TASK DESCRIPTION: The entries below contain a stretch that opens with the line containing "Can you find the sky?" and closes with the line containing "Can you find the seated person"; set down that stretch exactly, both ends included, and nothing else.

+-------+

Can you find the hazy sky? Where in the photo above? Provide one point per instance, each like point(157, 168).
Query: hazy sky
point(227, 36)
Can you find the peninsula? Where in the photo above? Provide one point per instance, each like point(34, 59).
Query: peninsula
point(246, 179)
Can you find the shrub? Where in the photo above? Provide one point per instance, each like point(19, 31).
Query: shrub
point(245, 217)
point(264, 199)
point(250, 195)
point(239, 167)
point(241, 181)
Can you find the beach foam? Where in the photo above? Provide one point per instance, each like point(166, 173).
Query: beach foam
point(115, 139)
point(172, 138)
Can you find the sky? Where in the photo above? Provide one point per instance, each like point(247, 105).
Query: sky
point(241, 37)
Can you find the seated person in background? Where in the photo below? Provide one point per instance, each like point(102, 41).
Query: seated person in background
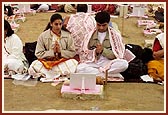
point(14, 58)
point(110, 8)
point(70, 8)
point(54, 50)
point(106, 47)
point(159, 14)
point(43, 8)
point(79, 25)
point(155, 61)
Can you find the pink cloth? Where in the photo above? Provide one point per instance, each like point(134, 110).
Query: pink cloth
point(67, 89)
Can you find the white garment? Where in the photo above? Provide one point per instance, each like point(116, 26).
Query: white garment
point(13, 54)
point(117, 66)
point(37, 69)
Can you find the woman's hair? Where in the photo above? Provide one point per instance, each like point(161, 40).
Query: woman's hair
point(52, 19)
point(9, 10)
point(7, 27)
point(102, 17)
point(82, 8)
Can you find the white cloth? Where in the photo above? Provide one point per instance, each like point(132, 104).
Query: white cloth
point(13, 54)
point(37, 69)
point(116, 66)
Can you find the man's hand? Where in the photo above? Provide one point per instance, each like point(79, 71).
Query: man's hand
point(99, 49)
point(57, 47)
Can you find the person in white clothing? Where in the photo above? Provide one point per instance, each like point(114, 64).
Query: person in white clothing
point(14, 58)
point(108, 48)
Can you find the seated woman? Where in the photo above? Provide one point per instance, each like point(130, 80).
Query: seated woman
point(54, 50)
point(14, 58)
point(70, 8)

+-------+

TASK RESULT:
Can you find the sky? Where in the photo above? Provide one point per instance, each like point(247, 105).
Query: sky
point(241, 37)
Can you find the seated person in background? Where in the photo below? Provide one point per instance, each like point(102, 41).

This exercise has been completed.